(Location annotation dataset excerpts)
════════════════════

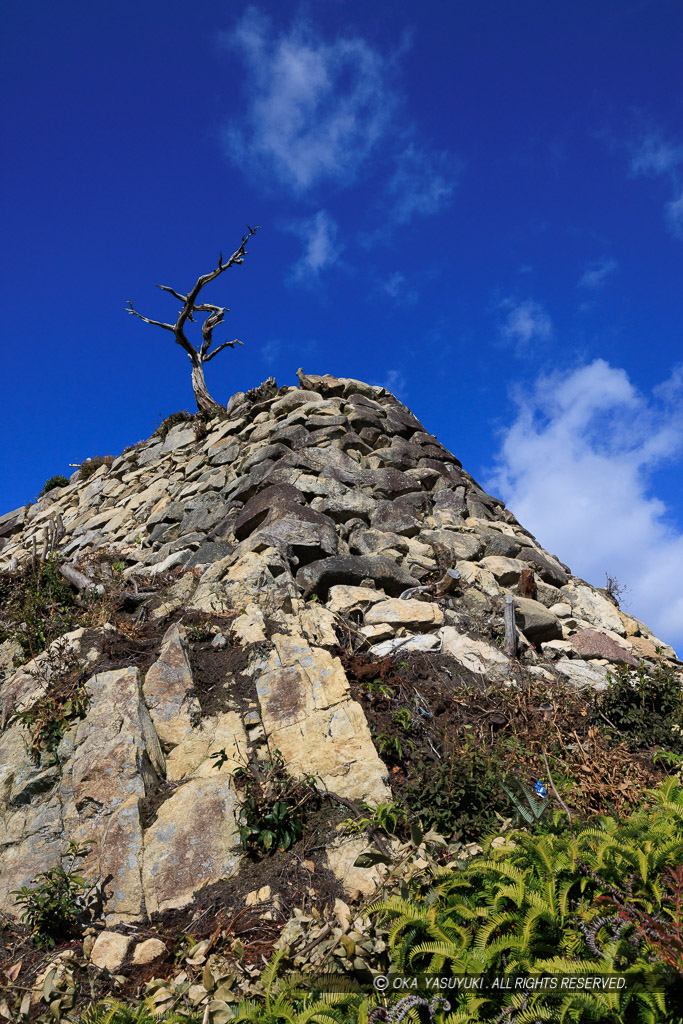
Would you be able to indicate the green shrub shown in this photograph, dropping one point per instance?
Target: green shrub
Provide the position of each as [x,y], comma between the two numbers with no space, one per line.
[462,791]
[63,698]
[92,465]
[644,706]
[556,904]
[39,606]
[273,804]
[171,421]
[54,481]
[53,903]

════════════════════

* **GIVEN INSTRUCTION**: Rewrite every line of the records above except the picture. Raise each coordinate in the answer points by 129 and keep all other lines as they are.

* **TASK RESULT**:
Would you be able to indicate the green shrub shown in this photograph, dropping one point per instance?
Target: green shrub
Provide the position of each as [x,y], comma between the two numbers with no space, one per line.
[591,920]
[192,827]
[221,594]
[773,835]
[685,1033]
[168,735]
[402,933]
[300,550]
[183,610]
[182,1032]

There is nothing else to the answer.